Entries —

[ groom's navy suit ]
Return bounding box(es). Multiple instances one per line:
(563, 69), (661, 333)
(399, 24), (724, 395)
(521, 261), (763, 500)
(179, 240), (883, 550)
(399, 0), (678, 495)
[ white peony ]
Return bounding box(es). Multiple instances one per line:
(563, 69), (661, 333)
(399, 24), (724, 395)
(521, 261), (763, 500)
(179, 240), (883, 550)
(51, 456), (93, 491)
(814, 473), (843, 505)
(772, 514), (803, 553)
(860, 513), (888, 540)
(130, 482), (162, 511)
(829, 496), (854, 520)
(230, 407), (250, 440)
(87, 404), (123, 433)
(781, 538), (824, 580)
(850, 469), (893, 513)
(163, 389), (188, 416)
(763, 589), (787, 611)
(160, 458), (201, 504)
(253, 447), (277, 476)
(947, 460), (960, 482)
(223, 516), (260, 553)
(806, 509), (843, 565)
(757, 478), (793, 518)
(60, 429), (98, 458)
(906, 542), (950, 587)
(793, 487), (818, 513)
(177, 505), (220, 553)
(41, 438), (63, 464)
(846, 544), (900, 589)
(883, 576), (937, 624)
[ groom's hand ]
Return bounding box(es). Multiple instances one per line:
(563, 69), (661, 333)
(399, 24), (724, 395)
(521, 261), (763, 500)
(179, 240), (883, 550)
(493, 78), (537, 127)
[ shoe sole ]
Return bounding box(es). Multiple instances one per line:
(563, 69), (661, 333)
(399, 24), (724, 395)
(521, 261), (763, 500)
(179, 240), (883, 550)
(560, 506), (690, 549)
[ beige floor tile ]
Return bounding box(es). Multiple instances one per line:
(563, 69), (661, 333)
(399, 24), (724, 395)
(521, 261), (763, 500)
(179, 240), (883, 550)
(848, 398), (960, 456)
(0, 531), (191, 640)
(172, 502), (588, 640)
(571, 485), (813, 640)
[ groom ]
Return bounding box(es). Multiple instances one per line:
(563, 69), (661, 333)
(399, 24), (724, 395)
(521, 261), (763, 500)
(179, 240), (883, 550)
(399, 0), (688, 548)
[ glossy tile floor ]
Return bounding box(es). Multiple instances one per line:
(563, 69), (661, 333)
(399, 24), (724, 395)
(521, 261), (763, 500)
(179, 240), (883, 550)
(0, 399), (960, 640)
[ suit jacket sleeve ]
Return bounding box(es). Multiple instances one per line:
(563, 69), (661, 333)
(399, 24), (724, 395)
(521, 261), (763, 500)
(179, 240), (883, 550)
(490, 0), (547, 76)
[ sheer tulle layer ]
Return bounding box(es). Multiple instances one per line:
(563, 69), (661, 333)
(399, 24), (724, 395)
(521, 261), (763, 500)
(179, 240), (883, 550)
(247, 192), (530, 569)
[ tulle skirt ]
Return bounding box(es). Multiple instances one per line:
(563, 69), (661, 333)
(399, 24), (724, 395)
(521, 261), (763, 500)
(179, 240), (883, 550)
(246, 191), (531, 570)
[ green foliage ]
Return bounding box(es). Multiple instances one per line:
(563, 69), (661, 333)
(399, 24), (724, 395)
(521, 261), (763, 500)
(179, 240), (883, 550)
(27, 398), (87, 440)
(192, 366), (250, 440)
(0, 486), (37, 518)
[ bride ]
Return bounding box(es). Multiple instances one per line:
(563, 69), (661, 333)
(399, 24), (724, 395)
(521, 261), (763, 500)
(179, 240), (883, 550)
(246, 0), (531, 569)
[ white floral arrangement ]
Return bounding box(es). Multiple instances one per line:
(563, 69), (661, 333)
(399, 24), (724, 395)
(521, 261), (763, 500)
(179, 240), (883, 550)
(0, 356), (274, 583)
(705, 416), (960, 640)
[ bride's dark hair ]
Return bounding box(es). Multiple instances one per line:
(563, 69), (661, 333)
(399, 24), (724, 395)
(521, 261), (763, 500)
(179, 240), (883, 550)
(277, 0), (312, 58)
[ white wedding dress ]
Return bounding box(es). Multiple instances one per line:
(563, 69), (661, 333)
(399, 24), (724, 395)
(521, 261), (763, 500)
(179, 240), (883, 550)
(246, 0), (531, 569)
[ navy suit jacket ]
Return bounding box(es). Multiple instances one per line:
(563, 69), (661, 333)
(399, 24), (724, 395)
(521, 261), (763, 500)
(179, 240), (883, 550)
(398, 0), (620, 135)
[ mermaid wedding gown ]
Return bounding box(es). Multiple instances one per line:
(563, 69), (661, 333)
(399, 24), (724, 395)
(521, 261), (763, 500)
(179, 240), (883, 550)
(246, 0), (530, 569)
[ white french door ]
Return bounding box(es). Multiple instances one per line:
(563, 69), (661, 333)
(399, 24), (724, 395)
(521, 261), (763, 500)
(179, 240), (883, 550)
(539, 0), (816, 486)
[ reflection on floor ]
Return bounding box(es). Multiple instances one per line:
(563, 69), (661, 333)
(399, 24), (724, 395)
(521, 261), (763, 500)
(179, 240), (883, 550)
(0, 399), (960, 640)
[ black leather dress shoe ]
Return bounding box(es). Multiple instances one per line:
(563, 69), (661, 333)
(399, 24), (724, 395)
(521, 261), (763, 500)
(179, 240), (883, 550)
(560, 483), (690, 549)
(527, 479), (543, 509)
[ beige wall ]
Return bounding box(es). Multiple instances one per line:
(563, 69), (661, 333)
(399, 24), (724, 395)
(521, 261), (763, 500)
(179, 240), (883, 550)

Exercise — Reproduce all of the rows above line for line, with no changes.

Exercise response —
[ groom's navy suit ]
Return bounding box(es). Multiple instances one per line:
(563, 69), (661, 333)
(399, 24), (724, 395)
(521, 261), (763, 500)
(179, 240), (883, 550)
(399, 0), (678, 495)
[ white peony ]
Return bounding box(es). Multiple instances one per line:
(563, 69), (661, 333)
(399, 24), (724, 395)
(521, 261), (763, 500)
(179, 240), (883, 550)
(51, 456), (93, 491)
(814, 473), (843, 505)
(772, 514), (803, 553)
(860, 513), (888, 540)
(130, 482), (162, 511)
(829, 496), (854, 520)
(230, 407), (250, 440)
(87, 404), (123, 433)
(781, 538), (824, 580)
(850, 469), (893, 513)
(163, 389), (188, 416)
(763, 589), (787, 611)
(160, 458), (201, 504)
(253, 447), (277, 476)
(947, 460), (960, 482)
(223, 516), (260, 553)
(806, 509), (843, 565)
(757, 478), (793, 518)
(60, 429), (98, 458)
(906, 542), (950, 587)
(793, 487), (818, 513)
(177, 505), (220, 553)
(41, 438), (63, 464)
(846, 544), (900, 589)
(883, 576), (937, 624)
[ groom's hand ]
Return bounding box(es). Multiple instances one per line:
(563, 69), (661, 333)
(399, 24), (724, 395)
(521, 261), (763, 500)
(179, 240), (883, 550)
(493, 78), (537, 127)
[ shoe sole ]
Return bounding box(es). Multiple instances one per line:
(563, 69), (661, 333)
(399, 24), (724, 395)
(521, 261), (763, 500)
(179, 240), (883, 550)
(560, 506), (690, 549)
[ beige floor tile ]
Return bounding box(es). Multiple instances one per line:
(563, 69), (661, 333)
(399, 24), (724, 395)
(521, 261), (763, 500)
(179, 240), (883, 550)
(848, 398), (960, 456)
(0, 531), (191, 640)
(172, 502), (588, 640)
(571, 485), (813, 640)
[ groom ]
Return bounding box(es). Multiple instances one per line:
(563, 69), (661, 333)
(399, 24), (724, 395)
(521, 261), (763, 500)
(179, 240), (883, 550)
(399, 0), (688, 548)
[ glossy tile floor ]
Return bounding box(es). Multiple instances one per line:
(563, 69), (661, 333)
(399, 24), (724, 395)
(521, 261), (763, 500)
(179, 240), (883, 550)
(0, 399), (960, 640)
[ suit jacket sleeve ]
Return bounding box(es). Multiple instances one per line:
(563, 69), (661, 333)
(399, 24), (724, 395)
(521, 261), (763, 500)
(179, 240), (883, 550)
(490, 0), (547, 76)
[ sheer tulle layer ]
Return bounding box(es). Multiple instances one per line:
(563, 69), (661, 333)
(399, 24), (724, 395)
(521, 261), (763, 500)
(179, 240), (883, 550)
(247, 192), (530, 569)
[ tulle skirt ]
Return bounding box(es). Multiple instances one per line:
(563, 69), (661, 333)
(399, 24), (724, 395)
(521, 261), (763, 500)
(179, 240), (883, 550)
(246, 191), (531, 570)
[ green foliage ]
Return bounding box(es). Multiple instances one per line:
(563, 69), (661, 333)
(399, 24), (724, 395)
(521, 261), (763, 500)
(179, 240), (883, 550)
(27, 398), (87, 440)
(192, 366), (250, 440)
(0, 486), (37, 518)
[ bride ]
Return bounding box(es). Multiple instances one per line:
(563, 69), (661, 333)
(399, 24), (724, 395)
(521, 261), (763, 500)
(179, 240), (883, 550)
(246, 0), (531, 569)
[ white floral arrangement ]
Return bounding box(es). Multiple instances one per line:
(563, 69), (661, 333)
(399, 24), (724, 395)
(521, 261), (763, 500)
(179, 240), (883, 550)
(0, 356), (274, 583)
(705, 416), (960, 640)
[ bride's dark hair ]
Return bounding box(es). Multiple instances one per line:
(563, 69), (661, 333)
(399, 24), (724, 395)
(521, 261), (763, 500)
(179, 240), (883, 550)
(277, 0), (312, 58)
[ white wedding dress ]
Return bounding box(es). Multiple instances one per line:
(563, 69), (661, 333)
(399, 24), (724, 395)
(521, 261), (763, 500)
(179, 240), (883, 550)
(246, 0), (531, 569)
[ navy suit jacket ]
Return bounding box(es). Multiple instances one per line:
(563, 69), (661, 333)
(399, 24), (724, 395)
(521, 261), (763, 500)
(179, 240), (883, 550)
(398, 0), (620, 135)
[ mermaid wedding gown ]
Return bounding box(es). Multiple instances one per line:
(563, 69), (661, 333)
(399, 24), (724, 395)
(521, 261), (763, 500)
(179, 240), (883, 550)
(246, 0), (530, 569)
[ white french door ]
Return bounding box(es). Multiple instances one per line:
(563, 69), (661, 333)
(399, 24), (724, 395)
(521, 261), (763, 500)
(179, 240), (883, 550)
(539, 0), (816, 486)
[ reflection on floor ]
Return bounding box(es). Multiple instances one per line:
(563, 69), (661, 333)
(399, 24), (724, 395)
(521, 261), (763, 500)
(179, 240), (883, 550)
(0, 399), (960, 640)
[ black leather dress shoe ]
Return bounding box(es). Multiple instances one per line:
(563, 69), (661, 333)
(399, 24), (724, 395)
(521, 261), (763, 500)
(179, 240), (883, 550)
(560, 483), (690, 549)
(527, 479), (543, 509)
[ beige wall ]
Return bounding box(es). Multiple instances one per line:
(563, 69), (661, 333)
(399, 24), (724, 395)
(521, 261), (763, 500)
(179, 240), (883, 550)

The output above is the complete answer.